(Study text)
Thanks for the Pics. excited to have one of these.

Thanks for all the pics, this is great :+1: :heart_eyes:

Don’t know if this has been discussed before but are there any tir optics that would fit the Q8 without to much modding?

Hello Jos,

What size have the screws of the tailcap board? Is this M3 or smaller?
I think they should be M3 at least.

Delaminating traces are not verry nice. I hope thats why you used too much heat.

Thanks for the pictures. I want to have this flashlight as soon as possible. :wink:

I’m away for the weekend now, the screws are M2 I’m guessing, but perhaps one of the other prototype people can confirm.

I’m not sure how much harm the loose traces can do, Tom mentioned (and I have experienced that too) that the KD DTP-boards do that too. It is certainly a concern that we will communicate to Thorfire. Is there anyone who has experienced functionality loss or danger from the delaminating of KD boards yet?

The biggest issue with the traces de-laminating are first that without the heat sinking they could overheat, although they are pretty beefy so this should not be a big issue.

The second possible issue is they could possibly short out against the mcpcb base since the substrate is obviously not that great.

Although this could just be due to a bad manual reflow where they overheated the mcpcb, I have done this before. In which case with a proper production run where a reflow oven is used, this should not be an issue, hopefully.

That would mean that only half the threads are actually engaging with the holes, leaving it very easy to strip by overtightening.
Just thinking about eventually modding when better LEDs are available, it’d be better if the parts lined up correctly.
They need to align them using a jig, not hand-drilling.

I have reflowed some kd-board and did not had any issue.
But with very high overheating I had this on a sinkpad. Or I had Problems with a Nitecore EC4S.

If you dont want to overheat the MCPCB by soldering, use a good soldering iron with external soldering top. I have good experiences with the following: https://www.amazon.de/Ersa-0920BD-Lötkolben-Multitip-230V/dp/B0009QX1S8/ref=sr_1_1
It is classes better than my former soldering irons.

There are no threads in the LED board, so no problem there. I don’t recall anyone mentioning the threads in the shelf being loose at all. As long as the screw has a snug fit in the threads of the shelf, and the head of the screw holds down on the LED board, all is well. :wink:

Correct David, the board is clamped in well and tight. Actually, I tightened all screws more than Thorfire did. I even think (imagine) that the better clamped tailboard boosted output a bit. 20A is a b*tch for any connection!

So far the best coating/paint i tested for lantern diffusers (to reflect & disperse a flashlights focused beam) is flat/satin white on the opposite end of the diffuser. it reflects the most of the output compared to silver, chrome, or even shiny white paints.
One trick to make the flood of the diffuser warmer tint is to use an “off-white” or cream flat/satin/matte color paint if diffusing a cool white flashlight.

(Task details)
Could you copy the flashlight forum thread word for word from "That would mean" to "had any issue."?

(Dataset records)
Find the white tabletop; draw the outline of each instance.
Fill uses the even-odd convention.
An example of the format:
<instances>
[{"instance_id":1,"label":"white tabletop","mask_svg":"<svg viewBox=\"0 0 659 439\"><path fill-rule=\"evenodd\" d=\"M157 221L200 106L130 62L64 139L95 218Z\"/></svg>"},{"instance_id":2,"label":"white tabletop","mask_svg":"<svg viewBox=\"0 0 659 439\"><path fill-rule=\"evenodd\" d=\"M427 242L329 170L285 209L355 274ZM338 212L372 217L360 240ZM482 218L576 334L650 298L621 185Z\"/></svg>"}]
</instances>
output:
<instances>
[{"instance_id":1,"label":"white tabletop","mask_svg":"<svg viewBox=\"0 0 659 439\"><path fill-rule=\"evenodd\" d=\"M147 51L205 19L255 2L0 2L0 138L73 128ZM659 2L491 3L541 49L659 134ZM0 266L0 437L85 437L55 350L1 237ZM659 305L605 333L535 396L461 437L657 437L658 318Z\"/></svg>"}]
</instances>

(Answer)
That would mean that only half the threads are actually engaging with the holes, leaving it very easy to strip by overtightening.
Just thinking about eventually modding when better LEDs are available, it’d be better if the parts lined up correctly.
They need to align them using a jig, not hand-drilling.

I have reflowed some kd-board and did not had any issue.